Your copy of the data should match it exactly, leaving out only the pictures.

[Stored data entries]
━━━━━━
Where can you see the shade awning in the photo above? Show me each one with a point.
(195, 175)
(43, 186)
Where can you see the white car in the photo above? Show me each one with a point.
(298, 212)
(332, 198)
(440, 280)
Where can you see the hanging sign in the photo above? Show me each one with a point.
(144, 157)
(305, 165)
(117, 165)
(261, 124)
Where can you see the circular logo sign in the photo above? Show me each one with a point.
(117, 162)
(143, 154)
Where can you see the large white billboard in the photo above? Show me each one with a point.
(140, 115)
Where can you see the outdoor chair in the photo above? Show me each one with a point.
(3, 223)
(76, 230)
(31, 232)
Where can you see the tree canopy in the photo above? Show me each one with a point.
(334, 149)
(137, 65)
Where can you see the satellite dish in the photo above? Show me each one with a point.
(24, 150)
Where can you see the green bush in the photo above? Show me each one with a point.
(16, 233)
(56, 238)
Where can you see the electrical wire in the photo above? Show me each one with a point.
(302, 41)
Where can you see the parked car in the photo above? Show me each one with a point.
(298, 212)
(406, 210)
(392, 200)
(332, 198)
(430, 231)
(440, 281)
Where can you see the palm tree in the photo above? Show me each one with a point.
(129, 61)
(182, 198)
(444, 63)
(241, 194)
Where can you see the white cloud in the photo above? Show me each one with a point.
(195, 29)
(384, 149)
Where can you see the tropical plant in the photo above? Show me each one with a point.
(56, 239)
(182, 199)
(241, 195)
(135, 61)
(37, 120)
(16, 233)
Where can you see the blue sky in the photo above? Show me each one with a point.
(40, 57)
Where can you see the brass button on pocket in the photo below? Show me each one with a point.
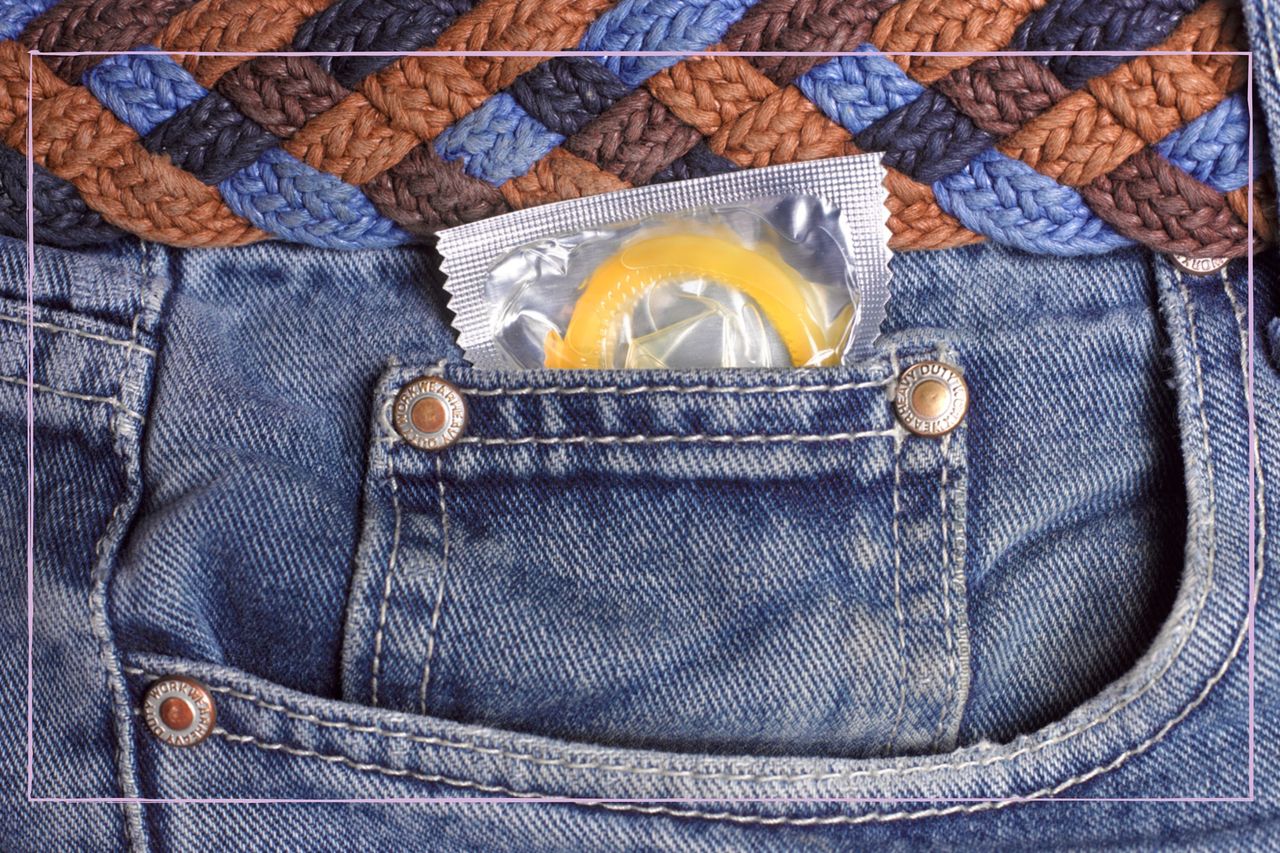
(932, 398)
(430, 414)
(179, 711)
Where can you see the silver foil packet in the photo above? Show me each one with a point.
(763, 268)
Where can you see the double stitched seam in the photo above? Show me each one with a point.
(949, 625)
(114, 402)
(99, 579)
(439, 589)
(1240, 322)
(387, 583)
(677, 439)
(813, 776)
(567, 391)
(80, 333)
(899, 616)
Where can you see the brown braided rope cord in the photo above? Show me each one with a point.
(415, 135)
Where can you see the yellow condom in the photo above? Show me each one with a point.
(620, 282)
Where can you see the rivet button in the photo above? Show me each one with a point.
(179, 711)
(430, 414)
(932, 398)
━━━━━━
* Solution below *
Where can you see the shade awning in the photo above? Show me each one with a point.
(195, 175)
(43, 186)
Where can you see the white car in the photo above? Show me each one with a point.
(298, 212)
(332, 198)
(440, 280)
Where can you see the hanging sign in the photo above? Show me each one with a point.
(144, 157)
(305, 165)
(117, 165)
(261, 124)
Where can you see the circular logo sign in the photo above? Show me each one with a point.
(117, 162)
(143, 154)
Where can you see the large white billboard in the photo above? Show me each one with a point.
(140, 115)
Where can you see the outdoor chair in the photo above? Show me each one with a point.
(3, 223)
(76, 230)
(31, 232)
Where can you see the tree canopy in the photo above? Show me each one with a point.
(334, 149)
(137, 65)
Where can you see the satellite dish in the photo above? Show me each one with a point.
(24, 150)
Where can you see the green bush in the photo above? Show me each one with a point.
(16, 233)
(56, 238)
Where can you see the electrical wire in the photo above? Show me each one with a point.
(302, 41)
Where can you see the parked car in the photo above? Show me each one with a point.
(298, 212)
(406, 210)
(392, 200)
(332, 198)
(430, 231)
(440, 281)
Where can you see the palm tree in the photo above? Show me each one with a point.
(129, 61)
(182, 198)
(444, 63)
(241, 194)
Where can you see the white cloud in the photo above? Show me each one with a point.
(195, 29)
(384, 149)
Where can you see the tropical plant in the photo above? Show me each one with a point.
(56, 239)
(182, 199)
(241, 195)
(135, 61)
(37, 120)
(16, 233)
Where can you see the blue sky in the photo above? Show me each one with a point.
(40, 57)
Where can you see the brass button on pocket in the photo below? Show me each one with a point.
(932, 398)
(430, 414)
(179, 711)
Where can you see the silver foil packet in the photo above? Show me each one with a point.
(763, 268)
Where can you see the double stitched seam in the photo above? Show me each one with a point.
(949, 625)
(114, 402)
(99, 579)
(439, 589)
(1240, 322)
(387, 583)
(677, 439)
(813, 776)
(567, 391)
(80, 333)
(899, 616)
Where can you see the brown braided rope cord in the photo above? Show me each one with a point.
(415, 135)
Where can you see the yellow condom in the photo above? Show me each one with a point.
(620, 282)
Where can you see the rivet button in the photo above? Show me each one with a point.
(179, 711)
(430, 414)
(932, 398)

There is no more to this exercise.